[Items from a dataset]
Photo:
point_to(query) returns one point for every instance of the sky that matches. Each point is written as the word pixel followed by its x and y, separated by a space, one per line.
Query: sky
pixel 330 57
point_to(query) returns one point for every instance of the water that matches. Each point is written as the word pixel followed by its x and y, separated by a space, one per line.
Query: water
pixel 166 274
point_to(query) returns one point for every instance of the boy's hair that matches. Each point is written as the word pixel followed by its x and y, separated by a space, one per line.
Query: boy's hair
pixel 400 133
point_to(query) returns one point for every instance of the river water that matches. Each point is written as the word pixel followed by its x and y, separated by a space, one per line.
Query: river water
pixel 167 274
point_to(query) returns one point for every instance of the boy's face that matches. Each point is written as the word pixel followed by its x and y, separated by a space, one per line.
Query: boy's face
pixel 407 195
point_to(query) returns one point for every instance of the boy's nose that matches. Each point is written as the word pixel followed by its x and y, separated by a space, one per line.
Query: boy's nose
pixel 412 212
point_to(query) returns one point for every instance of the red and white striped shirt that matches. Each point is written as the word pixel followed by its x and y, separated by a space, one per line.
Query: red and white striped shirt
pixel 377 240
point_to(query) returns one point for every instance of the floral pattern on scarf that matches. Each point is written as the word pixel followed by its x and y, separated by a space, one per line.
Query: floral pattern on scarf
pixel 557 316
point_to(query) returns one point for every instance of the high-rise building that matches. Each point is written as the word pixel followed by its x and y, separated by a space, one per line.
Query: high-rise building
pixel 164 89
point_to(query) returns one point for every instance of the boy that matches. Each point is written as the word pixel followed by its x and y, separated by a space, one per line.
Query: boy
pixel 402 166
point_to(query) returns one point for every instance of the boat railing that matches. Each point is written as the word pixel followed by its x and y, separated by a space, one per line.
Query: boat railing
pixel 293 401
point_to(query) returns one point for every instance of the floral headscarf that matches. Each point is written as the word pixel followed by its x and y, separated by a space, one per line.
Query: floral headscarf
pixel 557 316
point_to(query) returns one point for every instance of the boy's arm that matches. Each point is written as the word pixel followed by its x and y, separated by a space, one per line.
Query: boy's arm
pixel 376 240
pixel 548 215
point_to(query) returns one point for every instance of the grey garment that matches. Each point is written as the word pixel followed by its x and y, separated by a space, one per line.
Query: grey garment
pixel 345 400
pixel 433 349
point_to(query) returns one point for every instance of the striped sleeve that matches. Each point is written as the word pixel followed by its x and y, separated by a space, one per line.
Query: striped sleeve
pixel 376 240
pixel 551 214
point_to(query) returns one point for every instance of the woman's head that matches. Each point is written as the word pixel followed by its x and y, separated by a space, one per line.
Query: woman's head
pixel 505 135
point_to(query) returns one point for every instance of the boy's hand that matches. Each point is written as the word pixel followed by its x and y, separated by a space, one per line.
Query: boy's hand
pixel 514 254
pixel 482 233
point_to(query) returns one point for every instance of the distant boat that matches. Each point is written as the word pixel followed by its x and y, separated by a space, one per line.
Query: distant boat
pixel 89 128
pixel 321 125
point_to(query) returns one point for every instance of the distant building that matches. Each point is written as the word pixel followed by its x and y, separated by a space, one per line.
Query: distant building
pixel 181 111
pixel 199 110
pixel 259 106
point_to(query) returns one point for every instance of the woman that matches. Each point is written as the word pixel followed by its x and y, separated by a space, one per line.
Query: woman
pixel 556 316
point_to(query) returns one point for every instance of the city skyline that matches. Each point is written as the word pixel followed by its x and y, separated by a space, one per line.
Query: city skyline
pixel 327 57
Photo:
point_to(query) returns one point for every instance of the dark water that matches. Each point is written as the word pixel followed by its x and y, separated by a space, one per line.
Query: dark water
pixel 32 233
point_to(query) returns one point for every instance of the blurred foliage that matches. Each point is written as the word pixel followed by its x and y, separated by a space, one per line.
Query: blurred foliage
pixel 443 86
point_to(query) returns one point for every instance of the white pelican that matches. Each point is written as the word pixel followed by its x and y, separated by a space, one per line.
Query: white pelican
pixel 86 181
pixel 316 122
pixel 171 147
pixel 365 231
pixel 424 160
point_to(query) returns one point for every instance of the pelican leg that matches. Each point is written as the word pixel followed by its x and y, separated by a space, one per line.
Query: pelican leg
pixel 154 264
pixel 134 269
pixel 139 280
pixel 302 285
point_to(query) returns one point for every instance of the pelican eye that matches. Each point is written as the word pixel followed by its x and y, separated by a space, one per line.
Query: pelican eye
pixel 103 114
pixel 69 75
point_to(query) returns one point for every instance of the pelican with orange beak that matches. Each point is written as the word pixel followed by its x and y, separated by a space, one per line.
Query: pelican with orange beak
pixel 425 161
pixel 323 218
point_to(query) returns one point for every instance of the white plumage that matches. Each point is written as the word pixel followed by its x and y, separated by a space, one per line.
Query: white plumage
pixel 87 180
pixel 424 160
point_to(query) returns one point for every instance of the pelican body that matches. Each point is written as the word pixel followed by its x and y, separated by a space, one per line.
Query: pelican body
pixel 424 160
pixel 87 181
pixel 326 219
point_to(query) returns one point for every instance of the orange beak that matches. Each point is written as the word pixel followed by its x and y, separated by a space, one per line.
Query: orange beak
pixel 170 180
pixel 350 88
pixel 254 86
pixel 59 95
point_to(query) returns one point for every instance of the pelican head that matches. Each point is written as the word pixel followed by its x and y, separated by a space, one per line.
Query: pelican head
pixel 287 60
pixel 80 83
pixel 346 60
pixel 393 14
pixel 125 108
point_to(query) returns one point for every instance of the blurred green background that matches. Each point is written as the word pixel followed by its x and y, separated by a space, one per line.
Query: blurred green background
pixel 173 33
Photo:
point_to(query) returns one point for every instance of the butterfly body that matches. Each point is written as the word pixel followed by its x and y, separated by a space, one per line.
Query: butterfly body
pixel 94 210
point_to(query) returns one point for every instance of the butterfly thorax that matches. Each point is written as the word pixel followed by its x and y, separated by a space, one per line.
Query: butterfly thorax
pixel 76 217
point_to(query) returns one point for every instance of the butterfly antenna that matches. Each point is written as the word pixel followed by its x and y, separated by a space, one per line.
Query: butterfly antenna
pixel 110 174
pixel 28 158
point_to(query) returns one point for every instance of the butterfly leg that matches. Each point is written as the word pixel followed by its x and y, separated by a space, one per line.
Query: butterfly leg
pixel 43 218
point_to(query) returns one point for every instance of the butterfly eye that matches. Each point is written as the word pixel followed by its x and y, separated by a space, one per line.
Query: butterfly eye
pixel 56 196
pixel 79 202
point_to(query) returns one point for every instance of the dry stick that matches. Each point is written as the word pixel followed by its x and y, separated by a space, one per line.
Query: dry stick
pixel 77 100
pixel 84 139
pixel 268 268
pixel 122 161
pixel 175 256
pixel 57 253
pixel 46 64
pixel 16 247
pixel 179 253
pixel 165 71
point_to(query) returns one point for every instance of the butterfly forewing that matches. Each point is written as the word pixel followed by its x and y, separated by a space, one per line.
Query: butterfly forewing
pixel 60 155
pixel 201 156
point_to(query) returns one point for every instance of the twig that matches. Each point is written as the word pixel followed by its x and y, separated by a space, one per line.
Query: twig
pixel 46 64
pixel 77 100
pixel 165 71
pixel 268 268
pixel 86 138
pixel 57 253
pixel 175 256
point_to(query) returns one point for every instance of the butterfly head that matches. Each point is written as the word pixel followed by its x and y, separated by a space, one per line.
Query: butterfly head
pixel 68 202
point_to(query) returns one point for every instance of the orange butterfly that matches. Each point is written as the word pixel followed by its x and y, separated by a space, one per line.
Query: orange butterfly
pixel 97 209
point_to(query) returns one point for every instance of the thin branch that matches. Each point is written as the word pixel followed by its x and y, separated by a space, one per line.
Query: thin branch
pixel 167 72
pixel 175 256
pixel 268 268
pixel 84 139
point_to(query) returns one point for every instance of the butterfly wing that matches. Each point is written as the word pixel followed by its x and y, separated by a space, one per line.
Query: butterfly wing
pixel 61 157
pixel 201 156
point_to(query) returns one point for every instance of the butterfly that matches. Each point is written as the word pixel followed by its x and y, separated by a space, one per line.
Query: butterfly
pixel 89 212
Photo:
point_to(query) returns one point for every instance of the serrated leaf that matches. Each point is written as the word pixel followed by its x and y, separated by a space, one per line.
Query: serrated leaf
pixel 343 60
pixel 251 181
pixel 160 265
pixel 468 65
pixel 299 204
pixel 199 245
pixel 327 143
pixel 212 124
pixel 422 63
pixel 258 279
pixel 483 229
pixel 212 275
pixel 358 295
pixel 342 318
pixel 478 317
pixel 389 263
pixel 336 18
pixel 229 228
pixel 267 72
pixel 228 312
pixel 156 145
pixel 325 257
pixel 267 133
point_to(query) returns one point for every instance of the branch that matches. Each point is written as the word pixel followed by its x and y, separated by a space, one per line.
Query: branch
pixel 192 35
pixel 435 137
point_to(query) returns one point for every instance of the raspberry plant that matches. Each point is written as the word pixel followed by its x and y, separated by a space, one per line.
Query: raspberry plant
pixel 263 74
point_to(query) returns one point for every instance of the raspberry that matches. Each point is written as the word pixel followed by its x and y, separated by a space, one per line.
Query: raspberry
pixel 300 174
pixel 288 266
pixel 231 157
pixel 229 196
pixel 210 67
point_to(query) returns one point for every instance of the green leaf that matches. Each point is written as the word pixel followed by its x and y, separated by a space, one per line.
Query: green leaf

**Exercise**: When you reach the line with "Query: pelican leg" in the records above, start writing out lines exactly, and stop once the line with "the orange beak" has been written; include nothing else.

**Expected answer**:
Query: pelican leg
pixel 154 264
pixel 134 269
pixel 139 280
pixel 302 285
point_to(query) returns one point for every instance of the pelican eye that matches. Each point is written as the word pixel followed by its x and y, separated by a space, one per line.
Query: pelican eye
pixel 103 114
pixel 69 75
point_to(query) returns one point for every instance of the pelican with orange beak that matches. Each point is written as the word pixel followed by its x and y, separated by a space, one per line.
Query: pelican with orange beak
pixel 425 161
pixel 323 218
point_to(query) returns one point for every instance of the white plumage that matches. Each point is written as the word pixel followed by its x and y, separated by a space, one per line.
Query: white plumage
pixel 87 180
pixel 424 160
point_to(query) returns one point for every instance of the pelican body that matches. Each point is written as the word pixel followed by its x and y, separated by a space, one per line.
Query: pelican body
pixel 424 160
pixel 87 181
pixel 326 219
point_to(query) returns one point for every instance of the orange beak that matches. Each point is written as the word pixel followed by its x and y, separated by a space, one per line.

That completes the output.